• [TASK STATEMENT] Which lines in the items below contain the word "blue"? Pick out each of those lines and copy it in full.

Stored data entries

--- Start ---

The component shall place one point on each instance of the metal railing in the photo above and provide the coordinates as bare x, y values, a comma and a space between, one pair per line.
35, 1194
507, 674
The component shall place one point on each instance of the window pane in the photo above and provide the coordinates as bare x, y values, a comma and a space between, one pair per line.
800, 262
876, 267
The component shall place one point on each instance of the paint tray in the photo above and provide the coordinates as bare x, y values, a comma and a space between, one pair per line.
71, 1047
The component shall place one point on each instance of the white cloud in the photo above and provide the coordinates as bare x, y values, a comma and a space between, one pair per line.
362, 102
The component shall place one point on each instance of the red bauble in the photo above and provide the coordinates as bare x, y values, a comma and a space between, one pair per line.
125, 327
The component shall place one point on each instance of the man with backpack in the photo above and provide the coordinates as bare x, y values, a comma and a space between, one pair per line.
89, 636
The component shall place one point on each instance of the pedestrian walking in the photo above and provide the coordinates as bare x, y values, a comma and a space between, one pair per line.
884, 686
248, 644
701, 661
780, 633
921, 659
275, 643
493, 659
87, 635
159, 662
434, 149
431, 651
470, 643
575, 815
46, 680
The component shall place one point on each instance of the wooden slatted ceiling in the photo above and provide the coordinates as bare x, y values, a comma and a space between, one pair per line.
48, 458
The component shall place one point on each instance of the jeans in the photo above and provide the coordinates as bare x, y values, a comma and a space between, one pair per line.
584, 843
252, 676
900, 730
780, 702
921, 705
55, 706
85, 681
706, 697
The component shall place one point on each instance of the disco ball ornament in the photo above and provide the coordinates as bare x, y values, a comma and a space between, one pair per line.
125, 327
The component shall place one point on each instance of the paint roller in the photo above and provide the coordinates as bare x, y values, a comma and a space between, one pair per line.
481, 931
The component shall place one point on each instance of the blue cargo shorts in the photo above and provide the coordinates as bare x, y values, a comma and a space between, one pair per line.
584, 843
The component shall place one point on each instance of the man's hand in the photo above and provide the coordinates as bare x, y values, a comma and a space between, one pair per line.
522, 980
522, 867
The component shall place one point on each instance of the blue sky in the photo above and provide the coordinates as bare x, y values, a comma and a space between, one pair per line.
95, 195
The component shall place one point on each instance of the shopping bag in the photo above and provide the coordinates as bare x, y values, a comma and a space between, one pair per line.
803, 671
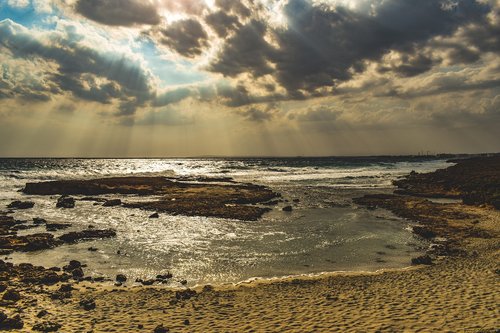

--- End ---

• [WRITTEN RESPONSE]
The component shall place one point on each instance of the blue cargo shorts in the photo above and provide the coordinates as bare x, y values, a comma and a space between, one pair per line.
The component shall place one point on each instance of the blue sky in the photo above and provide the coordinates as bare x, y values, a comma and a space between, one pair per line.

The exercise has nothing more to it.